#### TEXT EXCERPT

SUMMARY: Companies want a great brand because it attracts new customers, gets current customers to spend more, and keeps customers loyal. Great brands dominate the markets they compete in but bigger ad budgets or shifting dollars to digital is not the way to grow brands.
Gallup’s workplace data suggest that the most likely cause of your brand problems is not related to marketing dollars. Consider restaurants, an industry that depends heavily on customer loyalty and brand recognition:
- 40% of employees strongly agree that they know what their organization stands for and what makes it different from competitors
- 26% of employees say they encourage family members and friends to purchase or use their restaurant’s products and services
- 35% of employees say they are extremely proud of the quality of products and services their restaurant offers.
Great brands are built and sustained by a workforce that:
- understands your unique competitive differentiator
- aligns their performance to deliver on that singular promise

This is especially troubling in an era where brands have to fight for every customer whose voices abound on social media. Too many brands are switching money to digital, which is not the answer. You need to ask yourself, “what’s really important to my customers?”.
The digital revolution has pushed many customers toward price and features, but many brands are realizing that they simply can’t compete on that endless treadmill. And these brands are also realizing that culture defines their unique brand and market position.
A brand is about providing a consistent customer experience. But everybody has different needs. Ultimately, you need people to assess customers’ needs and tailor your services and offerings accordingly.
Then there is the pandemic. Pandemic-related lifestyle changes have led to huge swings in demand this year for consumer goods companies accustomed to only incremental shifts. Alan Jope, chief executive of Unilever, says most of the categories in which the group operates normally see growth rates of between 2 and 5 percent. “Now we’re seeing growth rates that range from minus 40 to plus 25 over the last couple of quarters,” he says. “It’s really unprecedented.”

Consumers returned to brands they had known for decades — from Kraft Heinz macaroni cheese to Lysol disinfectant — and retailers opted to work with multinationals that could offer scale and sophisticated supply chain management in the crisis.
Now is the time to set realistic marketing goals based on what you can and can’t do. Processes need to be analyzed to determine if they add value to customers rather than power hungry managers who like to build empires.

########
#### DATASET CONTENT

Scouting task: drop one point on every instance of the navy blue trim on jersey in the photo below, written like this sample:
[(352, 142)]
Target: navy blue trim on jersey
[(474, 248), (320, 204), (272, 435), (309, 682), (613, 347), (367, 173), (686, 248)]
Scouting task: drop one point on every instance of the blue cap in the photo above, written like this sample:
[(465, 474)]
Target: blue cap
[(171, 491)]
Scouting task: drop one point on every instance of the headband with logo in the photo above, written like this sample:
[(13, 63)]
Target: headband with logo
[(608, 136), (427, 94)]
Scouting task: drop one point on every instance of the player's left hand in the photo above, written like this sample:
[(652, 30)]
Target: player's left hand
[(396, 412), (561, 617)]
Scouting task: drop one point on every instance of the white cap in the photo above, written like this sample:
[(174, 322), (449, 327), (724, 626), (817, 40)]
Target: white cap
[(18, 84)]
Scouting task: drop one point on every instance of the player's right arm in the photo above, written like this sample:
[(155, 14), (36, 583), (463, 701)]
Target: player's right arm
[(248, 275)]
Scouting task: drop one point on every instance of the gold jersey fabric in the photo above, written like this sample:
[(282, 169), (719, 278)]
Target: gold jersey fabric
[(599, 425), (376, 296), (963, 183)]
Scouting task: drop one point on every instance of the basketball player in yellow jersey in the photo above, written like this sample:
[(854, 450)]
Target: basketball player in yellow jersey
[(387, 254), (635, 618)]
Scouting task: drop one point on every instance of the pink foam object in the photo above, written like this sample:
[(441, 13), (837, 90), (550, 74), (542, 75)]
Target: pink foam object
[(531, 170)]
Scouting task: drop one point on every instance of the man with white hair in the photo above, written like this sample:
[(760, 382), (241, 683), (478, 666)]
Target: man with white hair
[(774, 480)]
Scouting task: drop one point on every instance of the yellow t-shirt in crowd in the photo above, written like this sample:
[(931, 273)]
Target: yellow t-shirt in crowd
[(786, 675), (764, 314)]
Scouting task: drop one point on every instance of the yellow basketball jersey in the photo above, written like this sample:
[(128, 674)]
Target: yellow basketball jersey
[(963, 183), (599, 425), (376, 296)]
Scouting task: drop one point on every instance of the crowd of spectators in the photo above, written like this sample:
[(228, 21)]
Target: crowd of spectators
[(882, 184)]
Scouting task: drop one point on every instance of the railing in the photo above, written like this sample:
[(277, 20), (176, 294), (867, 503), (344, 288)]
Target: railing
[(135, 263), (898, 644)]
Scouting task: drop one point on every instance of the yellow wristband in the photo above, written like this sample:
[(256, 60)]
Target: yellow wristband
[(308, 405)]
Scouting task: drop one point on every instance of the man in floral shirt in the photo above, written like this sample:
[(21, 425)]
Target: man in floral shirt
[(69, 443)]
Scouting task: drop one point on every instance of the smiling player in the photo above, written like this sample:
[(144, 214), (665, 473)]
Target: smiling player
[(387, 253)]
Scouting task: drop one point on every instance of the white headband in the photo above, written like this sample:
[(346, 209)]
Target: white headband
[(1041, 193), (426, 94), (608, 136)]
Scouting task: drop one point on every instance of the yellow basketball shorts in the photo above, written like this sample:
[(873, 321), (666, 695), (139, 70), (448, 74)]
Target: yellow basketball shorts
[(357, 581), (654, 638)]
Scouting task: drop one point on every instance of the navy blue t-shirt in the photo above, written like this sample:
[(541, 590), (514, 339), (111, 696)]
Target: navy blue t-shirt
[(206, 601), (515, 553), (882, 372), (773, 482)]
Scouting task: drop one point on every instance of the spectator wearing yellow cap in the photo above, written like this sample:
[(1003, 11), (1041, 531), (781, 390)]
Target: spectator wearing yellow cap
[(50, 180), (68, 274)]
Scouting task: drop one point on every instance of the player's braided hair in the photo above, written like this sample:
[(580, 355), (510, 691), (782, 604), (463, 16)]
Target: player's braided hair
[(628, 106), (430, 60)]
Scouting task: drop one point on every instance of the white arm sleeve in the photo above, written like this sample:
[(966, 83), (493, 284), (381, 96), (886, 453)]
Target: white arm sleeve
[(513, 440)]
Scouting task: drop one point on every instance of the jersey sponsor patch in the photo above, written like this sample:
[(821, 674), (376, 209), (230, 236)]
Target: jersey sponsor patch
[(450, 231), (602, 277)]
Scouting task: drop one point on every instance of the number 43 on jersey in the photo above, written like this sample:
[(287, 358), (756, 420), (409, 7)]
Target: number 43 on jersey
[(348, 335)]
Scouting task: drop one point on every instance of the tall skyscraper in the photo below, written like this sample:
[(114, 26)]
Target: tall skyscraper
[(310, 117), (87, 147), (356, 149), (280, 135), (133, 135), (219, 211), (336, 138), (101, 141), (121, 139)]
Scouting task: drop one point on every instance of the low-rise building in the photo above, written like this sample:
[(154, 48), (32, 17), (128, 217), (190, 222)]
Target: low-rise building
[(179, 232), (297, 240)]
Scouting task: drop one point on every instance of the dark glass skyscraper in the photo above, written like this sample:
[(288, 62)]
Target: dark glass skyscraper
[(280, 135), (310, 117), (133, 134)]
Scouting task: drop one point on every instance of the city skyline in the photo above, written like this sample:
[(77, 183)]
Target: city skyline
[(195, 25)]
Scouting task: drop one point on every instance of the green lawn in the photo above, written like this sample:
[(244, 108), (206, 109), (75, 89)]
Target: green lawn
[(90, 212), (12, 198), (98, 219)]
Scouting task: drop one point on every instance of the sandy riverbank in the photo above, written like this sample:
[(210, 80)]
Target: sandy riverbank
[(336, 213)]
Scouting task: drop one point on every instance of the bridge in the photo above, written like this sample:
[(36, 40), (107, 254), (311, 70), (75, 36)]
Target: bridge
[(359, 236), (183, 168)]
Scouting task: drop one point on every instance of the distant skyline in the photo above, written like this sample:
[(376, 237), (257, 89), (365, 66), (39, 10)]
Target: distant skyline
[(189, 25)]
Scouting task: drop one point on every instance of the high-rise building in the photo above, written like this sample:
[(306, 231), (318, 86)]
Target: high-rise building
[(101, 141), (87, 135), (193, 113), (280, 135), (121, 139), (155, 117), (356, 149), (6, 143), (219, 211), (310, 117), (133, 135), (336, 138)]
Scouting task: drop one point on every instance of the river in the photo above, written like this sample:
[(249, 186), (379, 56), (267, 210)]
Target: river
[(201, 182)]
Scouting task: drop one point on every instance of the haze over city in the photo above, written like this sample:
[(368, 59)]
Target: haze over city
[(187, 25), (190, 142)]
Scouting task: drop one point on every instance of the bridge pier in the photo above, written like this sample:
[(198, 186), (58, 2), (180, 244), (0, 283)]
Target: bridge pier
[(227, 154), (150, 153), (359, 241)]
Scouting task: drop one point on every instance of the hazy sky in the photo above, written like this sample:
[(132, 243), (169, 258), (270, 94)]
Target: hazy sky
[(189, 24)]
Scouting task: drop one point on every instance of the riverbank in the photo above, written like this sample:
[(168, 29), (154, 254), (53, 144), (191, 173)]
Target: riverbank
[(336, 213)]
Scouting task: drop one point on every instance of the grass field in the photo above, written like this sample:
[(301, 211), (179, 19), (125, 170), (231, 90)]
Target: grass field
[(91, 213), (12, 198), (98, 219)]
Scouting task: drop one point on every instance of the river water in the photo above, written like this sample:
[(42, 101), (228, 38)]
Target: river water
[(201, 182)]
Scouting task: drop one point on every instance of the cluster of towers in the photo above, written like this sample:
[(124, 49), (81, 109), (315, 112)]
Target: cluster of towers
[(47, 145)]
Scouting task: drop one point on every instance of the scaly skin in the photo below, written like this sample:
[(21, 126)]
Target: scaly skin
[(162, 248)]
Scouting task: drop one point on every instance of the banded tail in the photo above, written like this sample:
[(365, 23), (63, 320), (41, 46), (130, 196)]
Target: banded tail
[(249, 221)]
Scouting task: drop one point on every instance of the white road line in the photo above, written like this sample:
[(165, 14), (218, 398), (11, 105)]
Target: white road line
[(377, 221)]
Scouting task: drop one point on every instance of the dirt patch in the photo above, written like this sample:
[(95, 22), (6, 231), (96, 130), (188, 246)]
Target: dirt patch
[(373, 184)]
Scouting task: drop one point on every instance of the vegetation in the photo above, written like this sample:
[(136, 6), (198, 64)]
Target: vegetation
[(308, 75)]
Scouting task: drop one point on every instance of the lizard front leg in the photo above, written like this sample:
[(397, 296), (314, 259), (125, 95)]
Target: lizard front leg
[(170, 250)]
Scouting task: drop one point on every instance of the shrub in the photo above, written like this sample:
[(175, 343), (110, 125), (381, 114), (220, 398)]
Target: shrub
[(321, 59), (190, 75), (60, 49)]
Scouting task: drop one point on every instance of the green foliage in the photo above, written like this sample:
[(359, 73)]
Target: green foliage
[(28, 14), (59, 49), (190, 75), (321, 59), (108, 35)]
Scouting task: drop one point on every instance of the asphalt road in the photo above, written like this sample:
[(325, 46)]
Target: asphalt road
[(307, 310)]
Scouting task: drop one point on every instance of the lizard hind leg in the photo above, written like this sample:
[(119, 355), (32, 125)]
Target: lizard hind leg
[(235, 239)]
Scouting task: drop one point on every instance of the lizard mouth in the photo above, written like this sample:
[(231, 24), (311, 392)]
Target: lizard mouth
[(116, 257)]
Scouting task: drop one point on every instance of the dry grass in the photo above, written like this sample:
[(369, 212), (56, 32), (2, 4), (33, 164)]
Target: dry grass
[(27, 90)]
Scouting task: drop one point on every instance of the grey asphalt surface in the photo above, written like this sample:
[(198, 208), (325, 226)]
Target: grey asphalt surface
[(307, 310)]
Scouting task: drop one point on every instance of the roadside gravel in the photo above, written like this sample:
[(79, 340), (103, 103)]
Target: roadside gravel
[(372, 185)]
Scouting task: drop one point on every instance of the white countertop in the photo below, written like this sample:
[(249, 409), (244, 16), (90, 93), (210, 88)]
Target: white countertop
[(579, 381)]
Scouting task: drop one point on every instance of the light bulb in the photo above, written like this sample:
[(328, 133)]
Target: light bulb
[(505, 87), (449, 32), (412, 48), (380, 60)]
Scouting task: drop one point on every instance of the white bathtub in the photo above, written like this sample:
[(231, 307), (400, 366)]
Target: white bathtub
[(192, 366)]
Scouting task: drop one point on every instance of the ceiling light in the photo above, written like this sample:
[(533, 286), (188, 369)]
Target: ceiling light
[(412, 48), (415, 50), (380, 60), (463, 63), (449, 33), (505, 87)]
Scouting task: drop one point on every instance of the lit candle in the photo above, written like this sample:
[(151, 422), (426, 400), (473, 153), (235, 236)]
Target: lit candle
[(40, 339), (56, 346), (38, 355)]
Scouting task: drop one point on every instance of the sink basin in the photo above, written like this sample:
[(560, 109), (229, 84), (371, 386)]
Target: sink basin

########

WHAT YOU WILL DO
Decide whether each statement agrees with the text on brands, answering yes or no and quoting the deciding words: (a) In the Gallup restaurant data, 35% of employees say they are extremely proud of the quality of their restaurant's products and services. (b) The text recommends moving marketing money to digital to grow a brand. (c) According to Alan Jope, most Unilever categories normally grow between 5 and 10 percent.

YOUR RESPONSE
(a) Yes: "35% of employees say they are extremely proud of the quality of products and services their restaurant offers."
(b) No: "Too many brands are switching money to digital, which is not the answer."
(c) No: "most of the categories in which the group operates normally see growth rates of between 2 and 5 percent"